• [What this task involves]
Below are the records; copy exactly the stretch from the line containing "Study the image above and find the person" through the line containing "Study the image above and find the shrub.", both ends included, and nothing else.

[[ Exercise inputs open ]]

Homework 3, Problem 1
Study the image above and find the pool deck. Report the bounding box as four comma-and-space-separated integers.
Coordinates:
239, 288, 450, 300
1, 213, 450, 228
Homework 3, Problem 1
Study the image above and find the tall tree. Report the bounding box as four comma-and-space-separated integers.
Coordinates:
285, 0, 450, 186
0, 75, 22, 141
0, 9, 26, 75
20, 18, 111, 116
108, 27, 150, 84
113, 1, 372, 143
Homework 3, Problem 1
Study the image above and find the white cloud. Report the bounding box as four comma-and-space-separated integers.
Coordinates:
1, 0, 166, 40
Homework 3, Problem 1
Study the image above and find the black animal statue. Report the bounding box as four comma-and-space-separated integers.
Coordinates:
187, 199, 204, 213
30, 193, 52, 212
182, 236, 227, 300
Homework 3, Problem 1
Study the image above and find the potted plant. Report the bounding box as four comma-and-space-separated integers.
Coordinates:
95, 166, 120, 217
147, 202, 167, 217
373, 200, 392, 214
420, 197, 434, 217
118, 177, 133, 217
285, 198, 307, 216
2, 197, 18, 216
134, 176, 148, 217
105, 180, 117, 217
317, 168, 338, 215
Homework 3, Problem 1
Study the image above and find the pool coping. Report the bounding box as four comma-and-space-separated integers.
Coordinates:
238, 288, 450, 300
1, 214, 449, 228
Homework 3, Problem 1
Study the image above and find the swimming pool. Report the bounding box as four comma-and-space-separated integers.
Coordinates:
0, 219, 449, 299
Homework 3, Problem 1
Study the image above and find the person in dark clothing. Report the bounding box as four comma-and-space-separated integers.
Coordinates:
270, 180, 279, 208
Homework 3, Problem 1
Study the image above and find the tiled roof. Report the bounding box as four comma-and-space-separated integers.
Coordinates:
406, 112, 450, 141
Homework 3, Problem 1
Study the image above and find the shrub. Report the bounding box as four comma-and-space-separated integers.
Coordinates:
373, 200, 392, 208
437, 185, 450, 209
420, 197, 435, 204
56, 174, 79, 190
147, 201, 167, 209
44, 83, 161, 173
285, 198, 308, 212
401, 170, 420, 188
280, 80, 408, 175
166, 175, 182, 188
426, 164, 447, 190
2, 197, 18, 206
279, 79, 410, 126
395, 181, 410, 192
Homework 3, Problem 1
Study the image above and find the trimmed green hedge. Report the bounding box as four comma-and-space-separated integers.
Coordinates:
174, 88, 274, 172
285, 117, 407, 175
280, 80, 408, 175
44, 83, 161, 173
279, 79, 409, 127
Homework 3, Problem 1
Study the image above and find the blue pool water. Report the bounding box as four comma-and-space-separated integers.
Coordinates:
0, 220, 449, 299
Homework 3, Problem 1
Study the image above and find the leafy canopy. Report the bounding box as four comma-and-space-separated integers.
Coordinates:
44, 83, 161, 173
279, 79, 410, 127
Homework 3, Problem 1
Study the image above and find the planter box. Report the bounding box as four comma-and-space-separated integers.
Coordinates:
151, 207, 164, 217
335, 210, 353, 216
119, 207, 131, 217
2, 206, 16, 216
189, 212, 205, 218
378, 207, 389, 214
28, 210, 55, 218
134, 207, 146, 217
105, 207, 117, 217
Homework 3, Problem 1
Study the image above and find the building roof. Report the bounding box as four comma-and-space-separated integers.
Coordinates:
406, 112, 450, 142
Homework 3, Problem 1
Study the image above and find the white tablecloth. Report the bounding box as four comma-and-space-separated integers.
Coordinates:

[[ Exercise inputs closed ]]

• [Result for this task]
Study the image above and find the person in dark clothing. Report the bounding box as four comma-and-space-separated integers.
Coordinates:
270, 180, 279, 208
Homework 3, Problem 1
Study the image above and find the tiled roof. Report the bounding box as four comma-and-space-separated integers.
Coordinates:
406, 112, 450, 141
Homework 3, Problem 1
Study the image above and find the shrub. Report the bounding box as four comma-and-space-separated integers.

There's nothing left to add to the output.